--- Problems to solve ---
[A] Copy the passage on the Shareholder List in full, word for word.
[B] Repeat every line of the records below without changing anything.

=== Extract to read ===

If the Adviser or Trustees neglect or refuse to exhibit, produce or mail a copy of the Shareholder List as requested, the Adviser and the Trustees shall be liable to any Shareholder requesting the list for the costs, including attorneys’ fees, incurred by that Shareholder for compelling the production of the Shareholder List, and for actual damages suffered by any Shareholder by reason of such refusal or neglect. It shall be a defense that the actual purpose and reason for the requests for inspection or for a copy of the Shareholder List is to secure such list of Shareholders or other information for the purpose of selling such list or copies thereof, or of using the same for a commercial purpose other than in the interest of the applicant as a Shareholder relative to the affairs of the Company. The Company may require the Shareholder requesting the Shareholder List to represent that the list is not requested for a commercial purpose unrelated to the Shareholder’s interest in the Company. The remedies provided hereunder to Shareholders requesting copies of the Shareholder List are in addition, to and shall not in any way limit, other remedies available to Shareholders under federal law, or the laws of any state.

Section 11.4

Shareholder Reports.

(a)

=== Items ===

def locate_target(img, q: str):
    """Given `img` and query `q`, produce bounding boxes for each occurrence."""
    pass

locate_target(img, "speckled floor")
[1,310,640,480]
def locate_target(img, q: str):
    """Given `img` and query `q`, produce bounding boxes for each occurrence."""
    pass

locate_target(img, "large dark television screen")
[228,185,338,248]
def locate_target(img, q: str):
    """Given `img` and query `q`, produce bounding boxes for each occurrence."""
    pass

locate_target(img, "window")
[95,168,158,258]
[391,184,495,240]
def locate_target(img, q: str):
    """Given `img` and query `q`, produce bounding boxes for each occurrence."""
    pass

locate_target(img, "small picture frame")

===

--- Written answers ---
[A]
If the Adviser or Trustees neglect or refuse to exhibit, produce or mail a copy of the Shareholder List as requested, the Adviser and the Trustees shall be liable to any Shareholder requesting the list for the costs, including attorneys’ fees, incurred by that Shareholder for compelling the production of the Shareholder List, and for actual damages suffered by any Shareholder by reason of such refusal or neglect. It shall be a defense that the actual purpose and reason for the requests for inspection or for a copy of the Shareholder List is to secure such list of Shareholders or other information for the purpose of selling such list or copies thereof, or of using the same for a commercial purpose other than in the interest of the applicant as a Shareholder relative to the affairs of the Company. The Company may require the Shareholder requesting the Shareholder List to represent that the list is not requested for a commercial purpose unrelated to the Shareholder’s interest in the Company. The remedies provided hereunder to Shareholders requesting copies of the Shareholder List are in addition, to and shall not in any way limit, other remedies available to Shareholders under federal law, or the laws of any state.

Section 11.4

Shareholder Reports.

(a)

[B]
def locate_target(img, q: str):
    """Given `img` and query `q`, produce bounding boxes for each occurrence."""
    pass

locate_target(img, "speckled floor")
[1,310,640,480]
def locate_target(img, q: str):
    """Given `img` and query `q`, produce bounding boxes for each occurrence."""
    pass

locate_target(img, "large dark television screen")
[228,185,338,248]
def locate_target(img, q: str):
    """Given `img` and query `q`, produce bounding boxes for each occurrence."""
    pass

locate_target(img, "window")
[95,168,158,258]
[391,184,495,240]
def locate_target(img, q: str):
    """Given `img` and query `q`, produce bounding boxes for each occurrence."""
    pass

locate_target(img, "small picture frame")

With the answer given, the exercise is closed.